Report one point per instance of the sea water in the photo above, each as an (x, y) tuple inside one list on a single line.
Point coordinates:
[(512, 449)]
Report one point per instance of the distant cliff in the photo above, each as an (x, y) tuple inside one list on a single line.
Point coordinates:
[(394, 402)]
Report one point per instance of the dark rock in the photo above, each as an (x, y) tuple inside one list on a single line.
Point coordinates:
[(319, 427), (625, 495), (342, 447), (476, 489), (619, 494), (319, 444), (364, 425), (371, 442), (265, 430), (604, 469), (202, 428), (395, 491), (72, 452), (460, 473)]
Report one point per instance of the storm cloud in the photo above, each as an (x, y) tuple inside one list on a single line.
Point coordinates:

☆ ☆ ☆ ☆

Reproduce all of the rows above verbatim, without altering a single character.

Report one point per instance of the sea water in the photo above, each as an (x, y) tuple inside one list on a single line.
Point coordinates:
[(512, 449)]
Report one point per instance of the distant cliff in the photo above, each as an (x, y) tuple inside one list on a single line.
Point coordinates:
[(394, 402)]
Report one point per instance of the dark rock in the photo above, each as an (x, y) tuple inside one list on a single line.
Point coordinates:
[(319, 427), (625, 495), (342, 447), (476, 489), (619, 494), (319, 444), (364, 425), (371, 442), (265, 430), (604, 469), (202, 428), (395, 491), (72, 452), (460, 473)]
Report one point per instance of the storm cloud in the photo above, each as an (x, y) tuple inside one list on a single line.
Point coordinates:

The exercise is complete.